— start Provided data —

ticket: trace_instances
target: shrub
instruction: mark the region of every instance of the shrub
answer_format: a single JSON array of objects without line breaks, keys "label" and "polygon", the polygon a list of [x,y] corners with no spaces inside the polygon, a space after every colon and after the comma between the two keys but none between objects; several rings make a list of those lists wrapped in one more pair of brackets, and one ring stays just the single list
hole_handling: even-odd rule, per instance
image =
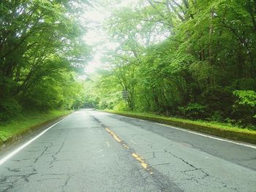
[{"label": "shrub", "polygon": [[198,103],[189,103],[187,107],[179,107],[178,109],[184,116],[198,119],[203,117],[206,107]]},{"label": "shrub", "polygon": [[236,98],[233,105],[233,115],[241,123],[256,124],[256,92],[254,91],[233,91]]},{"label": "shrub", "polygon": [[17,116],[20,110],[21,107],[17,100],[12,98],[4,98],[0,102],[0,121]]}]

— end Provided data —

*Written request*
Output every line of the listing above as a JSON list of strings, one string per line, omitting blank lines. Leave the pictures out of your answer.

*Answer to this exercise*
[
  "ticket: trace_instances",
  "target: shrub",
  "instruction: mark the region of every instance of the shrub",
  "answer_format: a single JSON array of objects without line breaks, keys \"label\" and \"polygon\", the polygon a list of [x,y] corners with no spaces inside the polygon, a space after every colon and after the comma between the two keys but none between objects; several rings make a list of those lists wrapped in one more pair of brackets, and one ring stays just the single list",
  "hole_handling: even-odd rule, per instance",
  "image =",
  "[{\"label\": \"shrub\", \"polygon\": [[198,103],[189,103],[187,107],[179,107],[178,109],[184,116],[198,119],[203,117],[206,107]]},{\"label\": \"shrub\", \"polygon\": [[236,98],[233,105],[233,115],[241,123],[256,124],[256,92],[254,91],[233,91]]},{\"label\": \"shrub\", \"polygon\": [[17,116],[20,110],[21,107],[17,100],[12,98],[4,98],[0,102],[0,121]]}]"
]